- [Supplied passage]
________________

The second distinguishing mark of Paul Douglas's public service was his unwavering commitment to the highest standards of personal integrity. What made this commitment all the more remarkable was that it was accompanied by a disarming lack of solemnity. He made a full annual accounting of his personal finances long before that was the convention. Indeed he began to do so in the first year of his service as a Chicago alderman. But he never took his colleagues to task for failing to make a similar accounting. He regularly fought a lonely battle in the Senate against "pork barrel" public works projects which he regarded as little more than raiding parties on the federal treasury. This is not the kind of action that endears a legislator to his peers, but again the senator never questioned the motives of his colleagues even as he attacked the unnecessary appropriations they wanted for their states. In this, as in all he tried to accomplish, he avoided personal attacks and sought to base his arguments on merit. Paul Douglas was a vigorous foe, but a fair one, and ultimately his reputation for integrity served him well and embellished the causes for which he fought so persistently.

________________

- [Exercise brief] Go on with the passage about Paul Douglas's integrity, starting right after its last sentence.

Collected data entries
________________

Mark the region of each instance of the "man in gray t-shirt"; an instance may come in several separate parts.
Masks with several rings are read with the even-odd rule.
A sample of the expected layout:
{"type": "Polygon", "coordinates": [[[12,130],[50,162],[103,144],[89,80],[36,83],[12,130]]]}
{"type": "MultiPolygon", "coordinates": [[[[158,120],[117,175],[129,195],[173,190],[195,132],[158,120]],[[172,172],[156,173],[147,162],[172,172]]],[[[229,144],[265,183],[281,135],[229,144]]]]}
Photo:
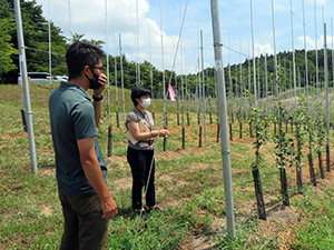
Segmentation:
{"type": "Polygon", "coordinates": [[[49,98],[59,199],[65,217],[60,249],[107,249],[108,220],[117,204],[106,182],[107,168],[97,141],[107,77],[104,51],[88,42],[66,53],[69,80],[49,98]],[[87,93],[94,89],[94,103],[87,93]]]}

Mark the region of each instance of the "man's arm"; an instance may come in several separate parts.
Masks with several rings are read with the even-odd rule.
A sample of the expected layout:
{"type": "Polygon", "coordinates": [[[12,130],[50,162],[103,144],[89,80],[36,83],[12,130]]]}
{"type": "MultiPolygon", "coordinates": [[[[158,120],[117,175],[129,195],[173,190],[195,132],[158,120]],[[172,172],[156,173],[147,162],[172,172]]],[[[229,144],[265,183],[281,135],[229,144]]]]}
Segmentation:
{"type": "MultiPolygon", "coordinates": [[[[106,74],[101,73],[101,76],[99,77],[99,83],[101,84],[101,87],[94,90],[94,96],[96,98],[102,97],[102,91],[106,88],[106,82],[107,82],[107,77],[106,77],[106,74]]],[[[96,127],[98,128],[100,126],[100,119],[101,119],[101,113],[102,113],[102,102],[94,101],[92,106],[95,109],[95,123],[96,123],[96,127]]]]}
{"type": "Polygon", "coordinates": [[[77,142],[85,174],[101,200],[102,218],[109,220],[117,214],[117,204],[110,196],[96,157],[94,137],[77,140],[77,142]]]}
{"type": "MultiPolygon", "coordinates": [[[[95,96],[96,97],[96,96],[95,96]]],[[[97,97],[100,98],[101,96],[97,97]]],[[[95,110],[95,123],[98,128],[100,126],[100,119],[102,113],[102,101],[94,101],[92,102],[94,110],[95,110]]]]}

________________

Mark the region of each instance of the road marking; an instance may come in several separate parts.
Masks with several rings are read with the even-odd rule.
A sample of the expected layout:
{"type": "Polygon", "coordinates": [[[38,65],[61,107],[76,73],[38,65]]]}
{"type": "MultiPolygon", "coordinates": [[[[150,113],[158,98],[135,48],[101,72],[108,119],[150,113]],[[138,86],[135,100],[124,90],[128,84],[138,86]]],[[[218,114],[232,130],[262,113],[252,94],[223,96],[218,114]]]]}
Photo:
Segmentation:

________________

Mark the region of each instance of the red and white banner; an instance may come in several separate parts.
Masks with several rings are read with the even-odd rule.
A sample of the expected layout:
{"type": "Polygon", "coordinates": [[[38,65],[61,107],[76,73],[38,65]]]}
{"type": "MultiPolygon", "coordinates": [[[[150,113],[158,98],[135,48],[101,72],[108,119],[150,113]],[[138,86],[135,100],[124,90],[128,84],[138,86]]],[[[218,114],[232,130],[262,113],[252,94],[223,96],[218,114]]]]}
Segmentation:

________________

- [Answer to this problem]
Though Douglas demanded of himself the highest standards of integrity and personal morality, he rejected the view of politics as a set of transactions in moral absolutes. Bargaining and compromise are legislative ways of life and he was proficient at both. If the cause were just, he preferred half a loaf to no loaf at all. For him morality was often subjective and uncertain, hard for one man to impose on another. In his view, morality could emerge and survive only when politics was conducted openly, candidly, fairly, and courteously. And he sought always to comport himself in precisely that fashion. As a nation, we have only now begun to demand of our politicians the same standards that Paul Douglas demanded of himself long before it was fashionable.
On the wall in Paul Douglas's Senate office there hung six portraits chosen by him with meticulous care. These were his political heroes: Abraham Lincoln, Jane Addams, John Peter Altgeld, Clarence Darrow, Robert M. LaFollette, and George W. Norris. These were men and women of courage and integrity, of intellectual vigor and unmeasured humanity. It seems clear to us now that the things that characterized their lives were the things that characterized his. Few of us are able in our own lifetimes to measure up to our heroes, but Paul Douglas did. His participation, like theirs, in the great political struggles of his time not only contributed mightily to the political discourse, but elevated it.
Paul Douglas was fond of saying that as a young man he wanted to save the world, in middle age he wanted to save the United States, and as an old man he was satisfied at helping to save the Indiana Dunes. But if his hopes narrowed, his vision never did. He never lost faith in the belief that humankind could make the world a richer place by seeking the truth and heaving to it, by permitting the full flowering of individual abilities and individual dignity, by conducting public affairs with candor and integrity.
For us to note simply that he did all of those things in his own lifetime would perhaps be song enough for Paul Howard Douglas, gallant warrior.